▶ [Exercise prompt]: Please return the listing below from the line with "Segment the man" through its last line, exactly, and include nothing else.

▶ [Records for the exercise]:
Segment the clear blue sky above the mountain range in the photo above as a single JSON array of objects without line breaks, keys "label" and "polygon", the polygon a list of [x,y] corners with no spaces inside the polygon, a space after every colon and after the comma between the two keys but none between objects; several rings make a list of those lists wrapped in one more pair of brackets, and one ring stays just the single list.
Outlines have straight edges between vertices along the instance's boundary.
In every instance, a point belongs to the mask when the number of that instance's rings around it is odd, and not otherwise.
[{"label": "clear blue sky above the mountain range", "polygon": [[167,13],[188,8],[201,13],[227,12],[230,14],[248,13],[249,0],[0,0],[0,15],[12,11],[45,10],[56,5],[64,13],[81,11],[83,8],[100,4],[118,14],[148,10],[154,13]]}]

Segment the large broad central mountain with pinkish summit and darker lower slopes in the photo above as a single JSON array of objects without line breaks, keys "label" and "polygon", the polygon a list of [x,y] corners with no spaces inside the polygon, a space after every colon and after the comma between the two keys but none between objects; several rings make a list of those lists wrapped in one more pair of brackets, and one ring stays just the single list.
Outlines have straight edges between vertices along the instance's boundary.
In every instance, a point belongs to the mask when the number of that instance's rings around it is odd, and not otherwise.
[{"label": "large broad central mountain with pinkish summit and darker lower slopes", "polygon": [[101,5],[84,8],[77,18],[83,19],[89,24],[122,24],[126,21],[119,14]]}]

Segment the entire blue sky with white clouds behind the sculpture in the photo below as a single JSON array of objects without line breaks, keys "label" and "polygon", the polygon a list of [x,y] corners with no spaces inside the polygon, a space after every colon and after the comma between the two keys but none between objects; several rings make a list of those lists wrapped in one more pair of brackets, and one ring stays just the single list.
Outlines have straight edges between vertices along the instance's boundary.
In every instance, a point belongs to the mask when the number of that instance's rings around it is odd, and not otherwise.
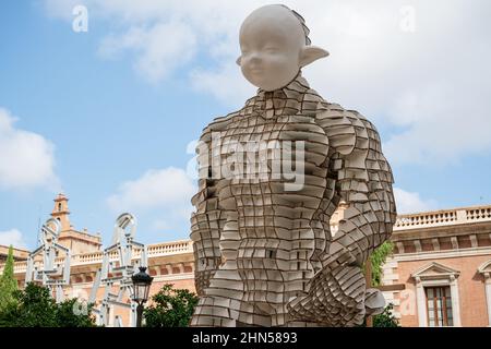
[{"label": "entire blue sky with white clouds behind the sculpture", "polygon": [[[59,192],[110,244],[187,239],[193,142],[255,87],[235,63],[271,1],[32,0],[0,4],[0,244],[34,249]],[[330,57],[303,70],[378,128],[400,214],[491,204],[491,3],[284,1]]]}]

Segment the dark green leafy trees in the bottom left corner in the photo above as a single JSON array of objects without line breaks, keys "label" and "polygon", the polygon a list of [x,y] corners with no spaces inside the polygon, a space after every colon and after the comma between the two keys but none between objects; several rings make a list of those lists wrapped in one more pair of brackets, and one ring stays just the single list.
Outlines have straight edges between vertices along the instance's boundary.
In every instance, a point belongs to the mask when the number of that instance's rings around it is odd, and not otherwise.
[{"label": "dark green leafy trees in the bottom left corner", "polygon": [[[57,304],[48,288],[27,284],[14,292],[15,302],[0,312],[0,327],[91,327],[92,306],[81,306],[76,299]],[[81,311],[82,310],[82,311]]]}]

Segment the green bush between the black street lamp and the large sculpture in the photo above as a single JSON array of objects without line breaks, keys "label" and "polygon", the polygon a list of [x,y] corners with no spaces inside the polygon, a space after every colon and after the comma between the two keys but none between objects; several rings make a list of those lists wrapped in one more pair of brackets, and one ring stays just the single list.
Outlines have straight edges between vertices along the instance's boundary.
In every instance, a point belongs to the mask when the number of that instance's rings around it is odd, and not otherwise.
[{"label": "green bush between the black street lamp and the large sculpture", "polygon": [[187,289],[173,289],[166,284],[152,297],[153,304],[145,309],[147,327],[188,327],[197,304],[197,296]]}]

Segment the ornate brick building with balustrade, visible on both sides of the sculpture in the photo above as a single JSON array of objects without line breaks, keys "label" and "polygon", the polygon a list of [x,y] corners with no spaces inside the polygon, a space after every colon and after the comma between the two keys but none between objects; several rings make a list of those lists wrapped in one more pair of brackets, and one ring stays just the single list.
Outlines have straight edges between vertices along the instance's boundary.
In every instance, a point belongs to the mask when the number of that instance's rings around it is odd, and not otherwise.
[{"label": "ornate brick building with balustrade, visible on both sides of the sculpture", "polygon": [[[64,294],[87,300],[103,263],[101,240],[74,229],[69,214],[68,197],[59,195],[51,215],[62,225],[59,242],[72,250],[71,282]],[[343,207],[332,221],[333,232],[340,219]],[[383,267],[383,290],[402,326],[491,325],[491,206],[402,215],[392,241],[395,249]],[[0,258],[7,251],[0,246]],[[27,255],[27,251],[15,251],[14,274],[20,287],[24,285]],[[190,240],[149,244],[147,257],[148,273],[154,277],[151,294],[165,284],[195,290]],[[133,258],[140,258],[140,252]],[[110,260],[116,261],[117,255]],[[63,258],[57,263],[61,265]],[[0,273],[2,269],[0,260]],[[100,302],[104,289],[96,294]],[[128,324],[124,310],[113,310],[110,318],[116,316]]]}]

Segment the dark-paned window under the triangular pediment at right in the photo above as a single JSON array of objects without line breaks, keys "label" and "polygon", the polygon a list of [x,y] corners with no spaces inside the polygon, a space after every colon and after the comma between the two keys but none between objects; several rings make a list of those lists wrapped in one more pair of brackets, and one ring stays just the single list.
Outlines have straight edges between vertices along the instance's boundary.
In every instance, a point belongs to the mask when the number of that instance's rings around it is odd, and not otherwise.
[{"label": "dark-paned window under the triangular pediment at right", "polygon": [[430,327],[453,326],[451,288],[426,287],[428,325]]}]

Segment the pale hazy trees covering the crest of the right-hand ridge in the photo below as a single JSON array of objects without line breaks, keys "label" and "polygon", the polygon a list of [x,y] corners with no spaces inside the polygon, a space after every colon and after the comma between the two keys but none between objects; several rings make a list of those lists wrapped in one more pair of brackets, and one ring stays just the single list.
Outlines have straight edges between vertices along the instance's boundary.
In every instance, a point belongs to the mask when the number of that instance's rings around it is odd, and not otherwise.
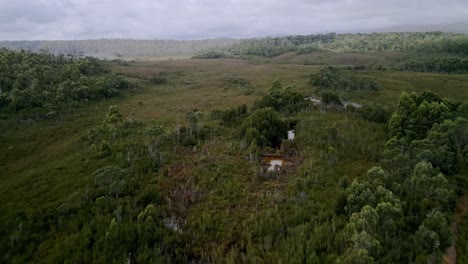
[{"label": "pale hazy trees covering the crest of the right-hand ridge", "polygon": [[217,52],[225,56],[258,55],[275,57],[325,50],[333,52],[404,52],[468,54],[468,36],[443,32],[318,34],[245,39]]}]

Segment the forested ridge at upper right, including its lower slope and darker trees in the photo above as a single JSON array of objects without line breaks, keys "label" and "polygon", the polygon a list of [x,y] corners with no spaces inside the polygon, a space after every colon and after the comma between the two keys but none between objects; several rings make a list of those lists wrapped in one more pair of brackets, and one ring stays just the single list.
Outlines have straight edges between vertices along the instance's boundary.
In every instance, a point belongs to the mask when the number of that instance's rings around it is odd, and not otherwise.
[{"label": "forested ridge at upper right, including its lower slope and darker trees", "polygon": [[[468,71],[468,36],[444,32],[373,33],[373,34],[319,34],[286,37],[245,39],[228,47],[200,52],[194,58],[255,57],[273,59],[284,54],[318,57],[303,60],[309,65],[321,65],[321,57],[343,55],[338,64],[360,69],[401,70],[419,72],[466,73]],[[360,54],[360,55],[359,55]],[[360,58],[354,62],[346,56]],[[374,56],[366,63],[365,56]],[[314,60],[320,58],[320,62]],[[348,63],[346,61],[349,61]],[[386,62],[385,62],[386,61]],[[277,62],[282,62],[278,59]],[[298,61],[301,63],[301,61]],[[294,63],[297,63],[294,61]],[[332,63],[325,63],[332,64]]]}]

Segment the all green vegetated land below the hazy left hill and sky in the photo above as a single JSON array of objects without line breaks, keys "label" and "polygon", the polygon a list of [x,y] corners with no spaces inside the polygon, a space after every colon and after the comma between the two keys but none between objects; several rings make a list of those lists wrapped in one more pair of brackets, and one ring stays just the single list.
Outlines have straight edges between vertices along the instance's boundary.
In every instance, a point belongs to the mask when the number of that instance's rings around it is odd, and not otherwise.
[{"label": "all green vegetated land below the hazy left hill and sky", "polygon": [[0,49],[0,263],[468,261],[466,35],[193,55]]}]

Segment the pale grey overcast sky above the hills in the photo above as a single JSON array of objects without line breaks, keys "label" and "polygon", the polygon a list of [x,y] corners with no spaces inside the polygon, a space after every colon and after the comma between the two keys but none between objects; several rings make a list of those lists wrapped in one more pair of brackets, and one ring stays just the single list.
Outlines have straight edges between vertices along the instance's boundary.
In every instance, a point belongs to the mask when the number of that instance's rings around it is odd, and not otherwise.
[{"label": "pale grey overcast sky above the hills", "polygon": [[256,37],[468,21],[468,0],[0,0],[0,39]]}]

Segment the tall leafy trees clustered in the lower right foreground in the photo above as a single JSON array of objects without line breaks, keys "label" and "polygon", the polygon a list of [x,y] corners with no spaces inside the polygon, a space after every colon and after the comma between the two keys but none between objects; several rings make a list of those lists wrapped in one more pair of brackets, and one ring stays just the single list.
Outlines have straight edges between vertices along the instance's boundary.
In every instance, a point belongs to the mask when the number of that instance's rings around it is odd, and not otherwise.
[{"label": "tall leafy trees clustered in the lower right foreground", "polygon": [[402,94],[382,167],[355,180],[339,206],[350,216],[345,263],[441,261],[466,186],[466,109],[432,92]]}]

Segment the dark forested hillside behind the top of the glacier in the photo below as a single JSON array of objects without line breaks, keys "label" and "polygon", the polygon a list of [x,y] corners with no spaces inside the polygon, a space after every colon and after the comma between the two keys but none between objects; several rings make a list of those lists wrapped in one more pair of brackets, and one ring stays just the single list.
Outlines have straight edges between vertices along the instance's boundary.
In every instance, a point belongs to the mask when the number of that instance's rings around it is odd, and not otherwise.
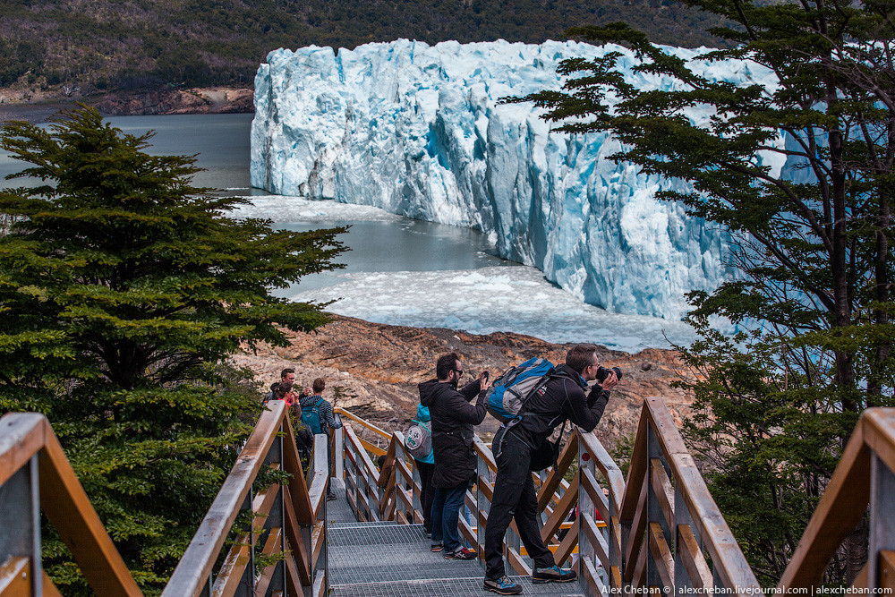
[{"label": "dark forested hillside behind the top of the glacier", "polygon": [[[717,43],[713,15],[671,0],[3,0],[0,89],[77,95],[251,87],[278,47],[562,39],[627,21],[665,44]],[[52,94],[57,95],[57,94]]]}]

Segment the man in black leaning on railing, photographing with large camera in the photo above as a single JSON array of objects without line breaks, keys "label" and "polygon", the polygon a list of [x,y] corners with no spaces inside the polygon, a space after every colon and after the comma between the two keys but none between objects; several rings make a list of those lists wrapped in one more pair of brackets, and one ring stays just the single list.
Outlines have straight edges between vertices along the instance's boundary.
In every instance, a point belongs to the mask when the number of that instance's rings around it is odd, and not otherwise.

▶ [Answer for the task]:
Segment the man in black leaning on railing, photographing with large camera in the photo above as a single JSON array of objects without line breaks, keys "label" and "polygon", the polygon a list of [x,y] corners with no spaces inside the polygon, a space after every colon and after the comma between the two keys but none between objects; several rings make a list of those lists wrapped in one more pair of brackets, and one ring stays just the single list.
Outlines have straight edges between vertices along the instance's boundary.
In every instance, a point belongs to the mask when the number of that instance's rings around it is odd, and not otherwise.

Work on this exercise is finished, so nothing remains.